WHAT IS NEEDED:
Gather every line below that contains the word "window". Case counts.

****************************************

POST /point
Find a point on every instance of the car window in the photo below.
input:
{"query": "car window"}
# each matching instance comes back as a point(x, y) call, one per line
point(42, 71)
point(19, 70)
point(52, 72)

****************************************

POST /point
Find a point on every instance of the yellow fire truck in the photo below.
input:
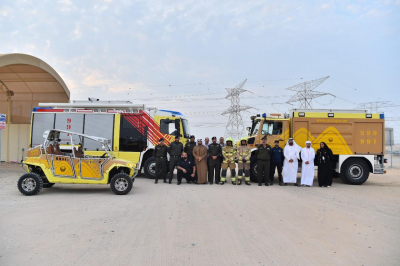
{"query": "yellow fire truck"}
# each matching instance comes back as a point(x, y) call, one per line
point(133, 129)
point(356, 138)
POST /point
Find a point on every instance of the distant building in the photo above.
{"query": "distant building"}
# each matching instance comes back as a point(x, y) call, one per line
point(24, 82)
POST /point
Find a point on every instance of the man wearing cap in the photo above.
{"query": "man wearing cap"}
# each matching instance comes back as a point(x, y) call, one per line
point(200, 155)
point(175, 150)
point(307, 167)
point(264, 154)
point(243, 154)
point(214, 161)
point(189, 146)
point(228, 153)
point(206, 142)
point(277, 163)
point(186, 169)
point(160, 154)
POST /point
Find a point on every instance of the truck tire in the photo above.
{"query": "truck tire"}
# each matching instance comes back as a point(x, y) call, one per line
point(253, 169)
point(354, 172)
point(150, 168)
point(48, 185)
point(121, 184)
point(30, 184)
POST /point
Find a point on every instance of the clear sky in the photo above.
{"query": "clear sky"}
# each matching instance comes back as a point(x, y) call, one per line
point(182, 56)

****************************************

ANSWER:
Find a point on every instance of the car window in the photo below.
{"query": "car window"}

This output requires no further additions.